─── Records for this exercise ───

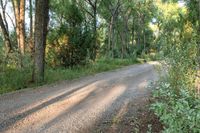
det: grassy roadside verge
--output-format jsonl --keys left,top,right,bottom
{"left": 0, "top": 58, "right": 141, "bottom": 95}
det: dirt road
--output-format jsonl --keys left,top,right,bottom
{"left": 0, "top": 62, "right": 159, "bottom": 133}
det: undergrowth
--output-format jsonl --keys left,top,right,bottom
{"left": 151, "top": 79, "right": 200, "bottom": 133}
{"left": 0, "top": 58, "right": 140, "bottom": 94}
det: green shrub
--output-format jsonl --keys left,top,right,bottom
{"left": 46, "top": 3, "right": 94, "bottom": 68}
{"left": 151, "top": 80, "right": 200, "bottom": 133}
{"left": 0, "top": 68, "right": 32, "bottom": 94}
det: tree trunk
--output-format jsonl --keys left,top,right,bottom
{"left": 108, "top": 21, "right": 111, "bottom": 56}
{"left": 19, "top": 0, "right": 25, "bottom": 55}
{"left": 108, "top": 16, "right": 114, "bottom": 57}
{"left": 137, "top": 32, "right": 141, "bottom": 47}
{"left": 0, "top": 0, "right": 9, "bottom": 31}
{"left": 132, "top": 20, "right": 135, "bottom": 46}
{"left": 0, "top": 14, "right": 12, "bottom": 53}
{"left": 11, "top": 0, "right": 26, "bottom": 68}
{"left": 124, "top": 17, "right": 129, "bottom": 53}
{"left": 11, "top": 0, "right": 20, "bottom": 48}
{"left": 84, "top": 0, "right": 98, "bottom": 60}
{"left": 11, "top": 0, "right": 25, "bottom": 55}
{"left": 111, "top": 25, "right": 115, "bottom": 58}
{"left": 142, "top": 15, "right": 146, "bottom": 53}
{"left": 29, "top": 0, "right": 34, "bottom": 55}
{"left": 33, "top": 0, "right": 49, "bottom": 82}
{"left": 93, "top": 5, "right": 97, "bottom": 60}
{"left": 198, "top": 0, "right": 200, "bottom": 66}
{"left": 119, "top": 30, "right": 126, "bottom": 59}
{"left": 143, "top": 29, "right": 146, "bottom": 53}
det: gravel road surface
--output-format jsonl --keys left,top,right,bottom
{"left": 0, "top": 62, "right": 159, "bottom": 133}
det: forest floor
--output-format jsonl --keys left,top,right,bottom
{"left": 0, "top": 62, "right": 162, "bottom": 133}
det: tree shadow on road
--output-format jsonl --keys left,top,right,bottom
{"left": 0, "top": 67, "right": 162, "bottom": 133}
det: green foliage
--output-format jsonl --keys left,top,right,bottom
{"left": 0, "top": 67, "right": 32, "bottom": 94}
{"left": 0, "top": 58, "right": 139, "bottom": 94}
{"left": 167, "top": 42, "right": 197, "bottom": 92}
{"left": 99, "top": 0, "right": 157, "bottom": 58}
{"left": 45, "top": 58, "right": 139, "bottom": 83}
{"left": 0, "top": 51, "right": 33, "bottom": 94}
{"left": 47, "top": 2, "right": 93, "bottom": 67}
{"left": 150, "top": 1, "right": 199, "bottom": 132}
{"left": 151, "top": 80, "right": 200, "bottom": 133}
{"left": 153, "top": 0, "right": 198, "bottom": 93}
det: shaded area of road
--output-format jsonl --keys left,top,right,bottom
{"left": 0, "top": 62, "right": 159, "bottom": 133}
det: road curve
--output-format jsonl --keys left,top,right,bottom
{"left": 0, "top": 62, "right": 159, "bottom": 133}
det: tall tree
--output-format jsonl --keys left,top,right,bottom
{"left": 100, "top": 0, "right": 121, "bottom": 57}
{"left": 81, "top": 0, "right": 99, "bottom": 60}
{"left": 33, "top": 0, "right": 49, "bottom": 82}
{"left": 11, "top": 0, "right": 25, "bottom": 55}
{"left": 0, "top": 0, "right": 12, "bottom": 54}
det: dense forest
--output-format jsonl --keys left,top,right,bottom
{"left": 0, "top": 0, "right": 199, "bottom": 132}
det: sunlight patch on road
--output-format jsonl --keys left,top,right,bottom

───

Display each line of the data where "tree" occurs.

Solution for this problem:
det: tree trunk
det: tree shadow on road
det: tall tree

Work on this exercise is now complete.